**What you will do**
Identify each line in the entries below that contains the word "column", and copy those lines.

-- Extracted records start --

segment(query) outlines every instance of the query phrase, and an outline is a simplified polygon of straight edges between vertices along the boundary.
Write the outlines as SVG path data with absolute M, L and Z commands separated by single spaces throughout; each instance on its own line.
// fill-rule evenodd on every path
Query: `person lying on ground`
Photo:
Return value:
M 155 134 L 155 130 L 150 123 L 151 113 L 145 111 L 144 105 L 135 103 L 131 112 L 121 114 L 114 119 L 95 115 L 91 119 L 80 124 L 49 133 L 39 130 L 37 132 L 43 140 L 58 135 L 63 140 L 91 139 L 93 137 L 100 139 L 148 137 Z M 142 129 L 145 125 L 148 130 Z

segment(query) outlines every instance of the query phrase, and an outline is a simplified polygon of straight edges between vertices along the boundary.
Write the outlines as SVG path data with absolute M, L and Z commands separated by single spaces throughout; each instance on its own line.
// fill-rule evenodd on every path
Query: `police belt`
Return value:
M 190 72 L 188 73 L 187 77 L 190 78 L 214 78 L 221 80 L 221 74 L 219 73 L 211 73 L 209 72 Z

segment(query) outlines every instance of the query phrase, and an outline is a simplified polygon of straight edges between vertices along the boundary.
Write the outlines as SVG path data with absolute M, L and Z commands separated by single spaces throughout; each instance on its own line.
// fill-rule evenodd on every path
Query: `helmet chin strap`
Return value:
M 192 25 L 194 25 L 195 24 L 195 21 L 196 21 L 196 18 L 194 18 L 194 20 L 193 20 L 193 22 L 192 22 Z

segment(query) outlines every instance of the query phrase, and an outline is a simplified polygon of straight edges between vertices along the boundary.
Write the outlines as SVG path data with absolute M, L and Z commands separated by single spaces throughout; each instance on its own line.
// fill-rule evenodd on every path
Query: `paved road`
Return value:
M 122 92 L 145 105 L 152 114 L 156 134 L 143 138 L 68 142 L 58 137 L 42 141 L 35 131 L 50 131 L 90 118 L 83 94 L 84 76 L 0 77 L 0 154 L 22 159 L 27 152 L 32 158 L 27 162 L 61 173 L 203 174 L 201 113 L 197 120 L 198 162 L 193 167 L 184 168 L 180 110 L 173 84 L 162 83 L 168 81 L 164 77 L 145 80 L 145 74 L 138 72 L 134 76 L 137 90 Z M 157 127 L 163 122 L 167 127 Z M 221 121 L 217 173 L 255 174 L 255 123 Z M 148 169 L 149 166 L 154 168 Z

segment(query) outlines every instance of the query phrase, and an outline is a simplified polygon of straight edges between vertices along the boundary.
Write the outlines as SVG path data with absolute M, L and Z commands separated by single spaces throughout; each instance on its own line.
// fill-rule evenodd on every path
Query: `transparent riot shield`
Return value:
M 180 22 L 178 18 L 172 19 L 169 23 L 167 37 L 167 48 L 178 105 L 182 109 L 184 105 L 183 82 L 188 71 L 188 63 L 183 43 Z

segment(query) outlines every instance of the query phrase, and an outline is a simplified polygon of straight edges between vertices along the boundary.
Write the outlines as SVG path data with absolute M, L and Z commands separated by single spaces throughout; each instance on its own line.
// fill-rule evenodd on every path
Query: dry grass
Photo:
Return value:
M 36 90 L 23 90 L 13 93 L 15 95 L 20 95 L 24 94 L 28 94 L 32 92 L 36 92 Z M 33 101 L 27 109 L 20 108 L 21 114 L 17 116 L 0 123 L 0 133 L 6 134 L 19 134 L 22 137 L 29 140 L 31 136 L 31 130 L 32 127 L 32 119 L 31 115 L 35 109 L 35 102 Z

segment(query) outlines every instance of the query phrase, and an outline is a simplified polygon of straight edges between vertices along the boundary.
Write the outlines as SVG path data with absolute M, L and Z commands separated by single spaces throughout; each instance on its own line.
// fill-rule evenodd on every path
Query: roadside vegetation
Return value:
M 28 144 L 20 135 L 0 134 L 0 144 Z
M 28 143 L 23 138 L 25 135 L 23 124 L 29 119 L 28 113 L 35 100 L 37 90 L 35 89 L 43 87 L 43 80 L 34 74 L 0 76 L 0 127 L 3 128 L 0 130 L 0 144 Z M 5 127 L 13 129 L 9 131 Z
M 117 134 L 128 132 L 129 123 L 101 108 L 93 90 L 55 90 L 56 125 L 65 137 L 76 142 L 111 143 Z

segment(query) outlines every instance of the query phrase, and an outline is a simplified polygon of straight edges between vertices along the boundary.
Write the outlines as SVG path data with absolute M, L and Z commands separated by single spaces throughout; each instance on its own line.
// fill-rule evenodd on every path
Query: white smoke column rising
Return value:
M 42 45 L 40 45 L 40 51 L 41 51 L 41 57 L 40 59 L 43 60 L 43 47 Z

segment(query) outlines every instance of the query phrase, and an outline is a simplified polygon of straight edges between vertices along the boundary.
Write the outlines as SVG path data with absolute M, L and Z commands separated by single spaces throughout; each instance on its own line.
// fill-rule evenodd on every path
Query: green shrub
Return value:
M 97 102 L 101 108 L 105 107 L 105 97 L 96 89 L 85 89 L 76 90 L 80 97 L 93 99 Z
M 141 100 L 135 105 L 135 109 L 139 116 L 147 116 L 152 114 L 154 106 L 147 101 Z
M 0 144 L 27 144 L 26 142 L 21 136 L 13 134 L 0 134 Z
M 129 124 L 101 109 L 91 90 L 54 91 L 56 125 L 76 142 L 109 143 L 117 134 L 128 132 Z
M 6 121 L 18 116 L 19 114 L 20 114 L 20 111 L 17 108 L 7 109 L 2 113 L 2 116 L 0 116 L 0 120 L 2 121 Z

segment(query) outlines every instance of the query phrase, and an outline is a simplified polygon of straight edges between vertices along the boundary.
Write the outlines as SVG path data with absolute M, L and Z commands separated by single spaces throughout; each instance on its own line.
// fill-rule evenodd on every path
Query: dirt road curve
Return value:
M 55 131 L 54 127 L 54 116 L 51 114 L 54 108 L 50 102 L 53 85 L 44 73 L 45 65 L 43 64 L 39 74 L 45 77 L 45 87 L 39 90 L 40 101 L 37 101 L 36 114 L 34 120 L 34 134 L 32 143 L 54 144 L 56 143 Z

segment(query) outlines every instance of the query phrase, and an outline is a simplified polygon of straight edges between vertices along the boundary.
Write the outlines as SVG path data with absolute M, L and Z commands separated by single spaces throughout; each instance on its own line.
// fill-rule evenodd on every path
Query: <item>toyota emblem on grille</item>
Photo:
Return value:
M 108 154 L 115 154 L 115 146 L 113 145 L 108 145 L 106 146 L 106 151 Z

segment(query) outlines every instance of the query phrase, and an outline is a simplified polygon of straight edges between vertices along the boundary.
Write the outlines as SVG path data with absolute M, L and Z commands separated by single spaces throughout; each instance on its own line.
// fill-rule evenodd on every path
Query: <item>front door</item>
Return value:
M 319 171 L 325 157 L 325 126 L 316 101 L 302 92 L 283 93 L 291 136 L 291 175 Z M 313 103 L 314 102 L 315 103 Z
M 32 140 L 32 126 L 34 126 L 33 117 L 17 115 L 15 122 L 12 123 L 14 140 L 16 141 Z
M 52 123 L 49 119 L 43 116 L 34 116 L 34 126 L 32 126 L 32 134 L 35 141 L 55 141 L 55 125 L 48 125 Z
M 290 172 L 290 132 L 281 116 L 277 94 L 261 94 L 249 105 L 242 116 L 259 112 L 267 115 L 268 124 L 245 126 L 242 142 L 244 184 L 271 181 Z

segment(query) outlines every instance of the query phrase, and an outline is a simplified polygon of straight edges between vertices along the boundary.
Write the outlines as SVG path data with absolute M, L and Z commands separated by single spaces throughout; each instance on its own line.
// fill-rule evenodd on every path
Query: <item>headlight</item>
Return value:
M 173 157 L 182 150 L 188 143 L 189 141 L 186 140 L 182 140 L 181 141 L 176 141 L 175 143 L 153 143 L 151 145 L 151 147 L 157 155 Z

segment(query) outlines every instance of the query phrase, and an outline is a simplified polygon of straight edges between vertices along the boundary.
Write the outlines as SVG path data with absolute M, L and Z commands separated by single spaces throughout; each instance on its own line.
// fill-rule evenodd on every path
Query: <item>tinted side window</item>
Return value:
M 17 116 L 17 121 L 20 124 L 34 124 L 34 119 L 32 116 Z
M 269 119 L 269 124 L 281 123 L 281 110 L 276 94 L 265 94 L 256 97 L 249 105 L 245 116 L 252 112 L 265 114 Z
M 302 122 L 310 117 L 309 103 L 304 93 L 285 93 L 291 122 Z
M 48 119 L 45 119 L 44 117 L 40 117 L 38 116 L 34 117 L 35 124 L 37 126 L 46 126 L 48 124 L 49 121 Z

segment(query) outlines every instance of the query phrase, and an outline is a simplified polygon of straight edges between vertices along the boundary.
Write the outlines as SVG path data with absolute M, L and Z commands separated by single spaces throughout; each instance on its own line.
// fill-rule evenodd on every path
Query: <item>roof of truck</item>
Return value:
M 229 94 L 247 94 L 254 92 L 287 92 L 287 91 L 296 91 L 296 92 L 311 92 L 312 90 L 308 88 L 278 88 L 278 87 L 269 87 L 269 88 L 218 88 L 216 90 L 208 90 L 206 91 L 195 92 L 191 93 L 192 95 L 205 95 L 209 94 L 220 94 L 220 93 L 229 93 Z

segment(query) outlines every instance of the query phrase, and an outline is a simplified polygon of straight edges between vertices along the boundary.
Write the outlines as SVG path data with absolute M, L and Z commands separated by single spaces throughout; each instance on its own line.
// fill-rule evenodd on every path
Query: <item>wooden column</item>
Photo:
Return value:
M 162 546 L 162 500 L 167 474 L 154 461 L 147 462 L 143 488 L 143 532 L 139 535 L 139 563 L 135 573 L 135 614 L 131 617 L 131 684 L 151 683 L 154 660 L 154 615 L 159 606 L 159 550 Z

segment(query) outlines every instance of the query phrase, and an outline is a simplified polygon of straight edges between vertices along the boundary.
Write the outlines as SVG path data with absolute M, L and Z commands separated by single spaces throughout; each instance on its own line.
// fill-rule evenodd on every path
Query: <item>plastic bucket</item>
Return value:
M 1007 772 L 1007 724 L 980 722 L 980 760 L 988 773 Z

-- Extracted records end --

**Answer to this exercise**
Query: white smoke column rising
Query: <item>wooden column</item>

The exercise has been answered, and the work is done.